MATERIAL TO PROCESS below:

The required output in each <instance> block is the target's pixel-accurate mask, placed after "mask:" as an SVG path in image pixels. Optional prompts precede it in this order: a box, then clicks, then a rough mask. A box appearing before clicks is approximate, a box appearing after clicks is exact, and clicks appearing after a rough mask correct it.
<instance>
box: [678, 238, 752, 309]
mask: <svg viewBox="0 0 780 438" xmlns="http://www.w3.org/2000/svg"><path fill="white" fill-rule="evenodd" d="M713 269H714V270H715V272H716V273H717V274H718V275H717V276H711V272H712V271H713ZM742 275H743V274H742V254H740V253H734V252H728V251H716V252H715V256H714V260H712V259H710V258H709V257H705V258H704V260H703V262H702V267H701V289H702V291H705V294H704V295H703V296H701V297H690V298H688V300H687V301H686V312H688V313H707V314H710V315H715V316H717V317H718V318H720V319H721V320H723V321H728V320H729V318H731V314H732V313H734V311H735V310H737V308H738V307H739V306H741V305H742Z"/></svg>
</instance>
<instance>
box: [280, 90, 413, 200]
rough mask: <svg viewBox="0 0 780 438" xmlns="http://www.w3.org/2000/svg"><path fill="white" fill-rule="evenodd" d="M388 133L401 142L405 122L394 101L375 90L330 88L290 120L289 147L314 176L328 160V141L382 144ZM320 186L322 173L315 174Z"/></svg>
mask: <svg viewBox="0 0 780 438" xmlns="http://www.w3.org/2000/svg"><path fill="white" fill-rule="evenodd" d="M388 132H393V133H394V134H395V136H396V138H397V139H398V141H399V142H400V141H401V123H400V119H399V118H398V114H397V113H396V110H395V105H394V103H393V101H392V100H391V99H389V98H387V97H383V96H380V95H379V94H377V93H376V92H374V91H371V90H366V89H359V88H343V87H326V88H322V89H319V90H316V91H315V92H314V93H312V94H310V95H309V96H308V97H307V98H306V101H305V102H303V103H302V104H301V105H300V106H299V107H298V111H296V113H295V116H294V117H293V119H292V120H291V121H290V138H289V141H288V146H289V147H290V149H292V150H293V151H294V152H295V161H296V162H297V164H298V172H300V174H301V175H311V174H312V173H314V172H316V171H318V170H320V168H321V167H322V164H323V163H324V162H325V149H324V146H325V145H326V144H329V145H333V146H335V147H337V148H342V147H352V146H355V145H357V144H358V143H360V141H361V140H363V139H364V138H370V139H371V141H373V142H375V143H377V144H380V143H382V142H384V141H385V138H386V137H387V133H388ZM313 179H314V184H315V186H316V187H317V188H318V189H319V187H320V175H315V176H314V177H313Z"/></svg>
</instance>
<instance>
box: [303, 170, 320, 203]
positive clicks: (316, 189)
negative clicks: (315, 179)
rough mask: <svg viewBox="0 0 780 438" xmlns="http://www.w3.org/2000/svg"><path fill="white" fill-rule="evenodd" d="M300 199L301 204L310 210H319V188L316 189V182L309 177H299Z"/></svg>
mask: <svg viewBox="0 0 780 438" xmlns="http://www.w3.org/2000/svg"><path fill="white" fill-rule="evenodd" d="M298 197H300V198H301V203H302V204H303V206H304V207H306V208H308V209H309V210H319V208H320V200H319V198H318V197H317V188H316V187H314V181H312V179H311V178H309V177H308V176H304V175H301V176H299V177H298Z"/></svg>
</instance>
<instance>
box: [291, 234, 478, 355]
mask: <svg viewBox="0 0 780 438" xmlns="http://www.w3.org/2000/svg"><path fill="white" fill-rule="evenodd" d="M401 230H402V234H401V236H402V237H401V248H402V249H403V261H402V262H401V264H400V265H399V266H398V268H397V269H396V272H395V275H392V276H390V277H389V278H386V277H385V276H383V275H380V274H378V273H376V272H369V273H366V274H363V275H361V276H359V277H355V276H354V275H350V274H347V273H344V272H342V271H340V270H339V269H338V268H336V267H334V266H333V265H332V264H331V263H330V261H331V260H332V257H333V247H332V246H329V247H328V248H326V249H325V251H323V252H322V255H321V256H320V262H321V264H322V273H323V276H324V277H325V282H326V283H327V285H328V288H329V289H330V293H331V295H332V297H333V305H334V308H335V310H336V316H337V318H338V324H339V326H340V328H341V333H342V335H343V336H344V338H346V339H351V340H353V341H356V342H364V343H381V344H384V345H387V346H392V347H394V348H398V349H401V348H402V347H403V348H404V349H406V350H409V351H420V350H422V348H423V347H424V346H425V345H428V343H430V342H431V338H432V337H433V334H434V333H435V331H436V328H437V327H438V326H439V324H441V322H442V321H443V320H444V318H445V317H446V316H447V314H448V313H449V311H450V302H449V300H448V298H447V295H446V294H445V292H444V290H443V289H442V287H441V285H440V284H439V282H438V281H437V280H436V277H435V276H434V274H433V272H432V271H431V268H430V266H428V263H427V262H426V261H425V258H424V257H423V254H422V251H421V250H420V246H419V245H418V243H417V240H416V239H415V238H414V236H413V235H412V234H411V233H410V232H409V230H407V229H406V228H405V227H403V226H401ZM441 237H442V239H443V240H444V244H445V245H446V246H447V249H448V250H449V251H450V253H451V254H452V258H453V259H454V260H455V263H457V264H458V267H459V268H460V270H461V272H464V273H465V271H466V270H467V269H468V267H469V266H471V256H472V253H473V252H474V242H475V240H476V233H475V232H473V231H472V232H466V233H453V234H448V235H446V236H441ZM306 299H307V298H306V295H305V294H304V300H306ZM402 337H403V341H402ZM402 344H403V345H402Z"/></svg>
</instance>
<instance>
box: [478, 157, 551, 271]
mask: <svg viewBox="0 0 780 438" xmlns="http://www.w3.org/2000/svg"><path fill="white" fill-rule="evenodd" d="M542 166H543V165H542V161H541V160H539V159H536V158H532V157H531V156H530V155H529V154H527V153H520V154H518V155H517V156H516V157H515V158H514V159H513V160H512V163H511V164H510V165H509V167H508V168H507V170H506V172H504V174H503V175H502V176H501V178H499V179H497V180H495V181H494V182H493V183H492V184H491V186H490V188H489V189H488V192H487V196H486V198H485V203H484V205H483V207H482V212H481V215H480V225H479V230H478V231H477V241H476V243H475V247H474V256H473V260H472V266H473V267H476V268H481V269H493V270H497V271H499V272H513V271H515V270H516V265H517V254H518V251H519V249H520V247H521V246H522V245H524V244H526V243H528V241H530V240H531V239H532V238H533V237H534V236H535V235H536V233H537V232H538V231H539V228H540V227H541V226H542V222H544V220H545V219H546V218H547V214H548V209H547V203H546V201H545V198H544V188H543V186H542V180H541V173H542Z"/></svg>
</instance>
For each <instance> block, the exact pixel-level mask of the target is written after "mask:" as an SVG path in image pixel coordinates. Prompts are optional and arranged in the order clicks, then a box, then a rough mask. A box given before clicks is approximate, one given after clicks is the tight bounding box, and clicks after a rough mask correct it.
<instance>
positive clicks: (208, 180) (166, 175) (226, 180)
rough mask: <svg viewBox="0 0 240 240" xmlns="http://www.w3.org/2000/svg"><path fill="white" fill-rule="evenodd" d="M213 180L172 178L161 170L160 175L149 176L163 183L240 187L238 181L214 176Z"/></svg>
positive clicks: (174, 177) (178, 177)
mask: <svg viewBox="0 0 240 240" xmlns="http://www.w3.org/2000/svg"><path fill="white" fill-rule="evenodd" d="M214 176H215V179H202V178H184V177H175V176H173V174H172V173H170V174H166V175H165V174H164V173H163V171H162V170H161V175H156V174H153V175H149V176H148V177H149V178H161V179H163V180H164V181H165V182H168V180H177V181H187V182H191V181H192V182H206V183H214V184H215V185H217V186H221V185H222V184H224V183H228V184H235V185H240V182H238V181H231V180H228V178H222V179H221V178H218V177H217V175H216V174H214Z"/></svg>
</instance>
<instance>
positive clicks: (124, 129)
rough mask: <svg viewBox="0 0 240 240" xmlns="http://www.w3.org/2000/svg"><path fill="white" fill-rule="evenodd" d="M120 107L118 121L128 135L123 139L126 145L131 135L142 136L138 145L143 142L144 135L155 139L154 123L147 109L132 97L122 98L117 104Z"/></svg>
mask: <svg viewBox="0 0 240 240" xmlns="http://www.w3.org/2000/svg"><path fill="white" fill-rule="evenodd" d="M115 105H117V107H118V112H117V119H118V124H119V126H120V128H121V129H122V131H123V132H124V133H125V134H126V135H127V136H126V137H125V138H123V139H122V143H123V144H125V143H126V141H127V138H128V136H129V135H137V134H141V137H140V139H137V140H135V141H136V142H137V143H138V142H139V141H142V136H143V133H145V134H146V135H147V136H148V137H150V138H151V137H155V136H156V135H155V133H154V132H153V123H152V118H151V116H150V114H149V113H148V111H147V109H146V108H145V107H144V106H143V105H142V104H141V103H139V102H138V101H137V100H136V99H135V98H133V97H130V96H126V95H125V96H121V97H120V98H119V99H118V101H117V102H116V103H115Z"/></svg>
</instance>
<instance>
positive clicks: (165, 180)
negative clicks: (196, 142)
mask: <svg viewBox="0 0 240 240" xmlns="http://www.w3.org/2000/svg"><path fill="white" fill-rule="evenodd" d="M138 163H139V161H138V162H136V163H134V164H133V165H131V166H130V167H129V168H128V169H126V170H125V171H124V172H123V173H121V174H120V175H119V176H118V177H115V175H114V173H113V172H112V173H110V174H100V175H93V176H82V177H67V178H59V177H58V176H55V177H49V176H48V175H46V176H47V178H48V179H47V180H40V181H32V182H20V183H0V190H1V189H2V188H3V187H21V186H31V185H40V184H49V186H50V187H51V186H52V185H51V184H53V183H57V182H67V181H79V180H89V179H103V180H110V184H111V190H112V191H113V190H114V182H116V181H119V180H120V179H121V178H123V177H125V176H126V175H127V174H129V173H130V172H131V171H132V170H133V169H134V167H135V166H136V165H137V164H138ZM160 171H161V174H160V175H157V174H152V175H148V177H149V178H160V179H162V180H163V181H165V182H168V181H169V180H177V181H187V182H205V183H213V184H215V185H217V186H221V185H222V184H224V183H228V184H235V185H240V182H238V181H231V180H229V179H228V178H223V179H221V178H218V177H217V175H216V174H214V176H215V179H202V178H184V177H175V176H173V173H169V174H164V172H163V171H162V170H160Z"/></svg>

End of MATERIAL TO PROCESS.

▶ _REQUIREMENT_
Select all lines with the word "target" from the entries above.

▶ _OUTPUT OF THE TASK_
The required output in each <instance> block is the target's pixel-accurate mask, placed after "mask:" as an SVG path in image pixels. Optional prompts precede it in this order: a box, then clicks, then a rough mask. A box appearing before clicks is approximate, a box appearing after clicks is exact, and clicks appearing after a rough mask correct it.
For each <instance> block, the exact pixel-level mask of the target is written after "mask:" as an SVG path in image pixel coordinates. Prompts are optional and arranged in the order clicks, then a box, then a rough mask. A box given before clicks is approximate, one given after clicks is the tight bounding box, and clicks after a rough mask correct it.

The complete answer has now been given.